Il problema => Trascrivi il passo dell'articolo su Ebola e morbillo compreso tra "Dove si è fermata" e "l’Ebola il morbillo?", estremi inclusi.

Testo estratto =>
--- --- ---

L’Ebola ha causato la diffusione del morbillo killer. È di nuovo alta tensione

Dove si è fermata l’Ebola potrebbe arrivare il morbillo. L’allarme, lanciato e argomentato dalla rivista americana Science sulla base dello studio di alcuni ricercatori di due importanti centri di ricerca universitari a stelle e strisce, impone di non abbassare la guardia. Non c’è tregua, insomma, nonostante l’epidemia del virus Ebola registri da qualche mese a questa parre una significativa battuta d’arresto.

Dopo l’Ebola il morbillo?

L’epidemia di Ebola, che da dicembre 2013 ha colpito l‘Africa occidentale, potrebbe aver favorito la diffusione di un pericolo più familiare che può mettere a rischio migliaia di altre vite: il morbillo. La chiusura di alcune cliniche e ospedali o la loro destinazione esclusiva alla cura dell’Ebola in seguito alla diffusione pandemica del virus e l’allontanamento di molte persone per evitare di contrarre il male, ha portato infatti alla riduzione di alcune procedure di routine, come la vaccinazione contro il morbillo, con conseguenze potenzialmente gravi.

--- --- ---

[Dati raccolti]
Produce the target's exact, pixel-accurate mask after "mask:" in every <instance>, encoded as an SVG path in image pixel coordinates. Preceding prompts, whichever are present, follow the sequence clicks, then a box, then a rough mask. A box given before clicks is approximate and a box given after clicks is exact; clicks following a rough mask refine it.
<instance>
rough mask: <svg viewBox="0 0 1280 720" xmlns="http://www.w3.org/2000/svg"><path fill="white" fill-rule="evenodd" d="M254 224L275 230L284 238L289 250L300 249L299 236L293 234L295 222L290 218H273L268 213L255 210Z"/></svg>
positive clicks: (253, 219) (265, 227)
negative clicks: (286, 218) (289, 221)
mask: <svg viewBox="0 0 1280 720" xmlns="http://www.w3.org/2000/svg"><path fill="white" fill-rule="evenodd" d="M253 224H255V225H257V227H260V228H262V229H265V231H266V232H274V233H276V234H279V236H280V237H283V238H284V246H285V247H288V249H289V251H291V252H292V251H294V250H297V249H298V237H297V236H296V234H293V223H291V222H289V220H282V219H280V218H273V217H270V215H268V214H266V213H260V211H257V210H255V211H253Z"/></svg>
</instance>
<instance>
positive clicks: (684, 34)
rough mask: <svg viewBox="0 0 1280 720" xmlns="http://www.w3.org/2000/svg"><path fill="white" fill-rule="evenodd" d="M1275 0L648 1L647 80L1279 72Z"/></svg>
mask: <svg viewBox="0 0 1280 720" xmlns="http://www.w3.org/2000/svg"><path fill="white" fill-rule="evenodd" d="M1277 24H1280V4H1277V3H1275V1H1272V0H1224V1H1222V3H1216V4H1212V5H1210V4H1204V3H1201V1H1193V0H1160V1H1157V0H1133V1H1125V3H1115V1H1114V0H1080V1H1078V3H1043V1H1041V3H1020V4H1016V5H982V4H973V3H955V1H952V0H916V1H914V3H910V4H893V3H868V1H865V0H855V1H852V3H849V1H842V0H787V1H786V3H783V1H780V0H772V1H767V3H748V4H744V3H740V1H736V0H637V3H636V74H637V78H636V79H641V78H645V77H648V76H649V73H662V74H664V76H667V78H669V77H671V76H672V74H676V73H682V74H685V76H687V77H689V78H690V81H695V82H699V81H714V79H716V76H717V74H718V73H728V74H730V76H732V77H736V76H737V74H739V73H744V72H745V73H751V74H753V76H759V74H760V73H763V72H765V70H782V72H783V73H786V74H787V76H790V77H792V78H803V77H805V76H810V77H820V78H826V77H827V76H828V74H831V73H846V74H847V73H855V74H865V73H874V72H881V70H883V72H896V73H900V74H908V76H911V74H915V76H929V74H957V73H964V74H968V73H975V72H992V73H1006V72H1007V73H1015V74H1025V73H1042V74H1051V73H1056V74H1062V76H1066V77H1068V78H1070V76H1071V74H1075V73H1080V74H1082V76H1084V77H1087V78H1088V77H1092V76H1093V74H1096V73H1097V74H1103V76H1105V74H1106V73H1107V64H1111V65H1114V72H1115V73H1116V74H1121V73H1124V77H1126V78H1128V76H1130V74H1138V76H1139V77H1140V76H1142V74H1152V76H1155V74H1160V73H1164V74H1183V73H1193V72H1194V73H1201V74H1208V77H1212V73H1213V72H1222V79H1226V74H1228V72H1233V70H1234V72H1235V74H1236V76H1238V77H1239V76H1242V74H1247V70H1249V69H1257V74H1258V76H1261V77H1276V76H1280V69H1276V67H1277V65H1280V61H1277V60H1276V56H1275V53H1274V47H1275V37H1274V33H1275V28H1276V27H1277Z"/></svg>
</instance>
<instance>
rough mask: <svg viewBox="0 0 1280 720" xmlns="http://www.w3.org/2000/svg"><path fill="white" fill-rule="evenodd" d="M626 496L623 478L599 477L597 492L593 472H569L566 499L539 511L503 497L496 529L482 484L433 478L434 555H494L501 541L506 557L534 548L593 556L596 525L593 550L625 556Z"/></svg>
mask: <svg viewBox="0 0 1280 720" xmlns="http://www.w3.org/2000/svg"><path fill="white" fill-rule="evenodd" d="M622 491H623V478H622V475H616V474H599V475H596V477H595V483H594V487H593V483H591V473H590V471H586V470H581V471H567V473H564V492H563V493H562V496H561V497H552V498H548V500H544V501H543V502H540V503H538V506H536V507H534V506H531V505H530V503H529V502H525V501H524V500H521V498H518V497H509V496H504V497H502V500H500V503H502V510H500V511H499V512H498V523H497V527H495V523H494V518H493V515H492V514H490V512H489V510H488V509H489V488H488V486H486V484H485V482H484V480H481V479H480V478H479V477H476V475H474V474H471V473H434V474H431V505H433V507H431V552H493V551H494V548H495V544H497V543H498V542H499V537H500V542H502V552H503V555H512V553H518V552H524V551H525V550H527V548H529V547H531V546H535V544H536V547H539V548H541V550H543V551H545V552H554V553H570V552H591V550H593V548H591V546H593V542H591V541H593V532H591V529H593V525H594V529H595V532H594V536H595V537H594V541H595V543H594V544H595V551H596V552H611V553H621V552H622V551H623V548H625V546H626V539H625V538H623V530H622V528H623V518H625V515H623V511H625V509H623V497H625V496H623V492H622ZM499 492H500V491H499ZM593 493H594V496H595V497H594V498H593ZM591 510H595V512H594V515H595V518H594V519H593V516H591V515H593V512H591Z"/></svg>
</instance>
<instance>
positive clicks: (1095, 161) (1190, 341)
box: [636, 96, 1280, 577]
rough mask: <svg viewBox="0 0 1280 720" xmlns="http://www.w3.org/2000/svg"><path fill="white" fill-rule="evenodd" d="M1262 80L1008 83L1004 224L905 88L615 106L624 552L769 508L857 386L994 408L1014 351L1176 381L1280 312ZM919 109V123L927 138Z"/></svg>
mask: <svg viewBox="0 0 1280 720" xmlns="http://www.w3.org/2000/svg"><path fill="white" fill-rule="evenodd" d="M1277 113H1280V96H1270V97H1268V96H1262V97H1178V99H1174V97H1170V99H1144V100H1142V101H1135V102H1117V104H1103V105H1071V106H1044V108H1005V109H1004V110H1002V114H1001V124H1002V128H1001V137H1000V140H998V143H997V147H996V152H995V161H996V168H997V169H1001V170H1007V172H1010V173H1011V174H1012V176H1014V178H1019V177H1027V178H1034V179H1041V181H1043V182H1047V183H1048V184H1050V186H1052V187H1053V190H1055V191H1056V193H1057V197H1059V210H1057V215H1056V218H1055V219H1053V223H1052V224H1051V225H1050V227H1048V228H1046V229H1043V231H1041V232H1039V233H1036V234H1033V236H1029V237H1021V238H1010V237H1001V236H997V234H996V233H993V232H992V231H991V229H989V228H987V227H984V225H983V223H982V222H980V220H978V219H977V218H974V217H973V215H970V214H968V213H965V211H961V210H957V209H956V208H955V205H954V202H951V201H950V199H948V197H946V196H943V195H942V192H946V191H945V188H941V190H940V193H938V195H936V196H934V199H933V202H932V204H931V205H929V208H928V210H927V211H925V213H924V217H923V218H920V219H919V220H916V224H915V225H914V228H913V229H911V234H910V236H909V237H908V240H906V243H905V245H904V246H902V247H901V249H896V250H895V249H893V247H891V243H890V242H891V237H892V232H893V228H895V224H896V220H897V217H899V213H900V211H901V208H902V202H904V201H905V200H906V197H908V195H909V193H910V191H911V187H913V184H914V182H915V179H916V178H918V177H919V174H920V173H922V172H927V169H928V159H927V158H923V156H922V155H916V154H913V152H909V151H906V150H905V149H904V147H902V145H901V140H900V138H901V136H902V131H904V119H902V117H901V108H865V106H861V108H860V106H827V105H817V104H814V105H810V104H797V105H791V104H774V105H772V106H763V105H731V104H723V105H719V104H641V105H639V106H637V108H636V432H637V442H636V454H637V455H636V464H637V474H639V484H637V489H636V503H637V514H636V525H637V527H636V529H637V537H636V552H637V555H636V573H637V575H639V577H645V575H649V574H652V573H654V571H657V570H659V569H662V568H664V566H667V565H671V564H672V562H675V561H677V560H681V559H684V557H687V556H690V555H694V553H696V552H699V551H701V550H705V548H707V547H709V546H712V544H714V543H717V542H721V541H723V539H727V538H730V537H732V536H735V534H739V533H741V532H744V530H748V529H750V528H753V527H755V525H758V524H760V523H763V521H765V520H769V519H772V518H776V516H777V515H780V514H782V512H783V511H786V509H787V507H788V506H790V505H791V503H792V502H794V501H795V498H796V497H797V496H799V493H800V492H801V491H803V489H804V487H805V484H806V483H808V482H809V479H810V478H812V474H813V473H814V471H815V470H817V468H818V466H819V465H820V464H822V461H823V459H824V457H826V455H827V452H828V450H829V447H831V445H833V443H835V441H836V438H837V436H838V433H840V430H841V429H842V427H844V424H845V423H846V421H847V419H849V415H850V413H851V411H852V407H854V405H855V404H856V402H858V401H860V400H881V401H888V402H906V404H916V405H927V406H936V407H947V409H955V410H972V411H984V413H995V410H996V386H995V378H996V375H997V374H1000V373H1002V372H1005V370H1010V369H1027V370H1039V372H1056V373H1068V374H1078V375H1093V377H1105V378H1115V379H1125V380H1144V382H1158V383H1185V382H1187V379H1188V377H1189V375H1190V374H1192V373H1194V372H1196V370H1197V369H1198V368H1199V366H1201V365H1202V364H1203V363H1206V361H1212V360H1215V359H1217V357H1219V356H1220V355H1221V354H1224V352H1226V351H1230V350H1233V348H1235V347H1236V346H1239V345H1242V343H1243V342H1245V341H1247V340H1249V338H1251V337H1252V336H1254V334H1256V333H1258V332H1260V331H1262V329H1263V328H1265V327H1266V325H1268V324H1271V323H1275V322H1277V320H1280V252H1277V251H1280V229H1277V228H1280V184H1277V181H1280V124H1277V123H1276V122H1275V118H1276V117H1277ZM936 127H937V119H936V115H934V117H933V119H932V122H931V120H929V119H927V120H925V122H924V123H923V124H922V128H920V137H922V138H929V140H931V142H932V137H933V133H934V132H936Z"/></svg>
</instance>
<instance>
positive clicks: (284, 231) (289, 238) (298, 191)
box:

--- --- ---

Soluzione svolta =>
Dove si è fermata l’Ebola potrebbe arrivare il morbillo. L’allarme, lanciato e argomentato dalla rivista americana Science sulla base dello studio di alcuni ricercatori di due importanti centri di ricerca universitari a stelle e strisce, impone di non abbassare la guardia. Non c’è tregua, insomma, nonostante l’epidemia del virus Ebola registri da qualche mese a questa parre una significativa battuta d’arresto.

Dopo l’Ebola il morbillo?